You’ll also notice how in so many of those paintings that
she’s depicted with flowers in her hair. Her connection to flowers comes from
her final (living) scene (IV.v.) when she gives flowers to Claudius, Gertrude,
and Laertes after losing her mind, and then when Gertrude describes how she died
(IV.vii.), saying Ophelia had made floral wreaths and was trying to hang one on
a branch when she fell in the water, but didn’t try to save herself and let her
gowns cause her to sink. She’s never described in the play as wearing any
(although in truth, Shakespeare’s plays had very little actual stage directions
in them), and a lot of productions don’t even give her flowers to hand out
during her madness scene- the imaginary gifting is meant to emphasize how she
has lost her mind.
The first time we see Ophelia as an adult, she has flowers in her hair, though.
And she demonstrates some herbal knowledge during a scene with Hamlet the first
time he’s home from school (that we see- presumably he comes home every year,
but this is the first time he sees her As a Woman, so…), where she describes belladonna
as “the most deadly nightshade” to him, and then later when she describes what
each flower is for as she hands them out (which yes, she did this latter thing
in the play, too). But something I adored here was those flowers in her hair,
she stops wearing them soon after we first see them- she overhears the other
ladies in waiting gossiping about her, how she wears flowers instead of jewels
because her father is common and can’t afford to give her fancy adornments; she
takes them out of her hair as she brings in water for Gertrude’s bath. When Gertrude
sees them and assumes they’re for her bath, Ophelia’s main antagonist among the
other ladies of course jumps in and acts like it was her idea.
But! Ophelia then puts a long red ribbon in her hair instead of flowers, and during
that same scene where she tells Hamlet about belladonna, he snatches it as she
gets up and walks away, and it becomes his token, something we figure out later
he’s carried with him every day since, even after going back to school. And another
way they rework the source material is instead of “staring” at her in her own
chamber (II.i.), he follows her into Gertrude’s chamber- he had intervened
when she was dealing with some unruly/horny guards, and when she tells him she
was not “in need of saving,” he tries to apologize for making her feel used the
previous summer when he was home from school. She doesn’t really accept said apology,
so he storms into the room in front of Gertrude and the other ladies in waiting
and throws the ribbon at Ophelia’s feet. And this is what causes her to
forgive him- seeing that he kept it with him for nigh a year: she picks it up
when the other ladies aren’t looking and clutches it to her chest.

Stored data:
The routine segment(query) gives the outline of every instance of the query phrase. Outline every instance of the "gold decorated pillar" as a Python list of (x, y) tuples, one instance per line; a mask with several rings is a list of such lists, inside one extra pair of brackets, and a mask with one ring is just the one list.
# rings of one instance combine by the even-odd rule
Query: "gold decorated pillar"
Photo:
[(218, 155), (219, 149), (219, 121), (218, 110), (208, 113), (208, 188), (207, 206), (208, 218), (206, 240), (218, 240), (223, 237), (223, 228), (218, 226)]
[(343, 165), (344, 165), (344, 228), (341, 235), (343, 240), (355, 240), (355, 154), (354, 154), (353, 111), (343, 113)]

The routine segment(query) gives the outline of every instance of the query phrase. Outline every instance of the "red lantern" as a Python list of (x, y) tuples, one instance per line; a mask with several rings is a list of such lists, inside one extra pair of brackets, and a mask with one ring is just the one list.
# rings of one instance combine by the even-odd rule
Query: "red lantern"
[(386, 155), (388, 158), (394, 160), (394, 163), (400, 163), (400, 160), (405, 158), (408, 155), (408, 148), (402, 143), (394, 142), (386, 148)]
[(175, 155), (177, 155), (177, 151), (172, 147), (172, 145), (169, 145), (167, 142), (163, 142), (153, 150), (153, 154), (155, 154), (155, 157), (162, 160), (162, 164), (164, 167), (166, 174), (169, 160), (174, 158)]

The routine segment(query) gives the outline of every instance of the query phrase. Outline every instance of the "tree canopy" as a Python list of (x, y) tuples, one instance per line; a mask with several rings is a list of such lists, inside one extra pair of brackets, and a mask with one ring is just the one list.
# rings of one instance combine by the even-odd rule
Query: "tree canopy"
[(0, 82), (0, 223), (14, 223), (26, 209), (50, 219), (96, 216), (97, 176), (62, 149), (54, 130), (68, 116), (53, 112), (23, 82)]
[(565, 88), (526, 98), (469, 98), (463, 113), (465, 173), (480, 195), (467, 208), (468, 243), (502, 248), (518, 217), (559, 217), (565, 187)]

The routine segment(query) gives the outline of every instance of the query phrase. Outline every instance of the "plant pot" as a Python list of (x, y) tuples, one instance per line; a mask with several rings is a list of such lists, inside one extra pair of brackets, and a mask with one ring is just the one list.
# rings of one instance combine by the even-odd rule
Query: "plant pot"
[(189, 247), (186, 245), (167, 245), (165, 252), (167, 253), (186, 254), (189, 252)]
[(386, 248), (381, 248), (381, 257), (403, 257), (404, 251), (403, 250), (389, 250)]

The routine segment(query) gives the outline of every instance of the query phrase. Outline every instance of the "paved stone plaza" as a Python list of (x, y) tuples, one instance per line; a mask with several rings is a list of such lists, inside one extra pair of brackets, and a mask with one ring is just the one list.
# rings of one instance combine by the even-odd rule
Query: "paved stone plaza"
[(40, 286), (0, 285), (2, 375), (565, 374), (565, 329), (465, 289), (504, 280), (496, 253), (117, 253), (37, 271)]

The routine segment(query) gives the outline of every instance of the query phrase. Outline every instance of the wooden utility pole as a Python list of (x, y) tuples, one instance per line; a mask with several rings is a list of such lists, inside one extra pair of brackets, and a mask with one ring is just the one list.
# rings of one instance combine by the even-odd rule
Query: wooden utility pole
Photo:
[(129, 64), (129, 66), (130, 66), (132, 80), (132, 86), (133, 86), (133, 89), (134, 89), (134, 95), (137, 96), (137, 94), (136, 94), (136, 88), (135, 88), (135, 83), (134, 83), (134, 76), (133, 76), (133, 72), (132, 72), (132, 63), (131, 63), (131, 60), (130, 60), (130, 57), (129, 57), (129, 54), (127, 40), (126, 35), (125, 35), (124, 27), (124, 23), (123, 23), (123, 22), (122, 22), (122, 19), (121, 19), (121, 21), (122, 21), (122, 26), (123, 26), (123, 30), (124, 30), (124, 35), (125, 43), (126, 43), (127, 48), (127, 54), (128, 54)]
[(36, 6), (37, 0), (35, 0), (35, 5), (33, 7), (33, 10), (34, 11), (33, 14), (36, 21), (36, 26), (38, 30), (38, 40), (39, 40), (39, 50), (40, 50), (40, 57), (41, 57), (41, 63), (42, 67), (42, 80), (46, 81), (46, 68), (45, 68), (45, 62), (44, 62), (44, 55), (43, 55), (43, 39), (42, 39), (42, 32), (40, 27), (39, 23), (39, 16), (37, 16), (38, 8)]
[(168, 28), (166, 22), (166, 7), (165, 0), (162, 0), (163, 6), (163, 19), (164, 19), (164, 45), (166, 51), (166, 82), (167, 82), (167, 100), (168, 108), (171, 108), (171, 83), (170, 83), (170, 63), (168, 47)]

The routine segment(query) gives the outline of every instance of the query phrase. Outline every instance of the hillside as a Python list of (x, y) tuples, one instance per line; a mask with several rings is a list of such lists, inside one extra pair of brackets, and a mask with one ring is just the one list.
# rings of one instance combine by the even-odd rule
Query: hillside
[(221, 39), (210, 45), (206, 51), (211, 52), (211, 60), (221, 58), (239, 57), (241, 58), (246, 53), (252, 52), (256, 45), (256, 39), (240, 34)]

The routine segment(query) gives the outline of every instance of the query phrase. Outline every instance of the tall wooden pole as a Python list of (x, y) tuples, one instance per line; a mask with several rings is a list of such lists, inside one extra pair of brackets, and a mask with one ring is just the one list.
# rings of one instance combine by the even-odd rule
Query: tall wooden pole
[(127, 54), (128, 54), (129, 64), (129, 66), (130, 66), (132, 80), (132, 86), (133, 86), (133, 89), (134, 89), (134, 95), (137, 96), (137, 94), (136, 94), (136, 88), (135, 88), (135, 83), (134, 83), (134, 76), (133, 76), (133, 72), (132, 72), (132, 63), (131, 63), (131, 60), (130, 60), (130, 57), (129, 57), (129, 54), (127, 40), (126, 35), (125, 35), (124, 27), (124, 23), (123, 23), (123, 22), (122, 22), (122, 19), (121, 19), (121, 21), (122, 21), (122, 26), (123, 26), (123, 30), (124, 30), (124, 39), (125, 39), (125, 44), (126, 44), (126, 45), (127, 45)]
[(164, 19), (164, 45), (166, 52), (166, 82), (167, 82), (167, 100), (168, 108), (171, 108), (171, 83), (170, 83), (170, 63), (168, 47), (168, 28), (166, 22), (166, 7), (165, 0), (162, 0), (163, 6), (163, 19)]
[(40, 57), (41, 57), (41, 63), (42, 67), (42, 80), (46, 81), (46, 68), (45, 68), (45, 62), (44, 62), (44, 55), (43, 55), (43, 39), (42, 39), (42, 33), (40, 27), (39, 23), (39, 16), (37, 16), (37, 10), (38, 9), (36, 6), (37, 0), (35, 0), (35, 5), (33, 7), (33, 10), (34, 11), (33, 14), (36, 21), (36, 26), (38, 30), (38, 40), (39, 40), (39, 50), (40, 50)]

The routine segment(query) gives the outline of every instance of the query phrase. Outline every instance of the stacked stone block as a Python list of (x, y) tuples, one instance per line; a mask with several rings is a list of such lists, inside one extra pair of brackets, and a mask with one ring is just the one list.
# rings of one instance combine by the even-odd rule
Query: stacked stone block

Required task A -
Name everyone to whom Ophelia gives flowers in her final living scene, as stated in the text on Ophelia.
Required task B -
Answer these from the text on Ophelia:
(i) What does Ophelia put in her hair in place of flowers?
(ii) What does Ophelia call belladonna when she describes it to Hamlet?
(iii) According to Gertrude, what was Ophelia trying to do when she fell in the water?
The stored data has no role in this work.

Expected output A -
Claudius, Gertrude, Laertes

Expected output B -
(i) A long red ribbon
(ii) "the most deadly nightshade"
(iii) Hang one of her floral wreaths on a branch